_GIVEN REQUEST_: Rescale the material below by copying every line in full, wording included, and multiplying each bounding-box coordinate in the answers by 1.7, rounding to whole numbers with halves rounded up. Keep every other number unchanged, and leave the pictures out of your reply.

(Object detection data)
## BEGIN
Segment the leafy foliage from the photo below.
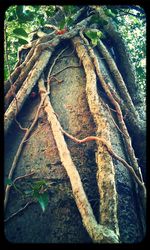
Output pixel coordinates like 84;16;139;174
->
105;6;146;92
4;5;146;91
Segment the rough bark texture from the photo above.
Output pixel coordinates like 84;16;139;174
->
5;6;144;243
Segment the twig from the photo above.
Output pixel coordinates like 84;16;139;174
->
47;47;68;92
52;64;81;76
106;104;126;136
4;93;48;209
4;201;34;222
61;127;146;194
80;32;143;183
13;172;35;184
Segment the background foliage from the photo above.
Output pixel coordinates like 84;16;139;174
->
4;5;146;91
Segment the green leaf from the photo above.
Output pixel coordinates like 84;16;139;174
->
5;178;13;186
7;15;16;22
24;190;33;195
85;29;103;46
23;10;34;21
18;38;28;45
59;18;67;30
37;192;49;212
16;5;23;19
13;28;28;37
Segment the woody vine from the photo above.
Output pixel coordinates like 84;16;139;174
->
4;6;146;243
## END
_OUTPUT OF THE TASK_:
Segment the leafy foliage from the photo below.
Output pixel coordinates like 84;16;139;174
->
179;10;248;156
7;9;248;155
Segment the rough bark texture from the photo above.
Output pixel coordinates like 84;16;139;174
->
9;10;245;413
Segment the twig from the photo above.
Output pixel coordinates like 84;16;139;174
->
80;80;116;156
88;109;138;129
180;177;214;231
7;158;82;355
7;342;58;377
104;216;248;330
136;54;243;311
22;292;60;313
Segment the background foliage from the photo above.
Output pixel coordinates like 84;16;139;174
->
7;9;248;155
Segment the green leaf from the photo above.
Output pixel coordinates like 84;16;139;174
->
9;303;22;316
12;26;27;37
41;323;56;332
145;49;175;78
39;17;58;36
31;65;48;77
100;31;114;51
63;326;83;360
27;9;39;32
22;48;48;63
Segment the woody vine from the photo above.
Output pixel coordinates like 84;16;139;174
->
7;10;248;413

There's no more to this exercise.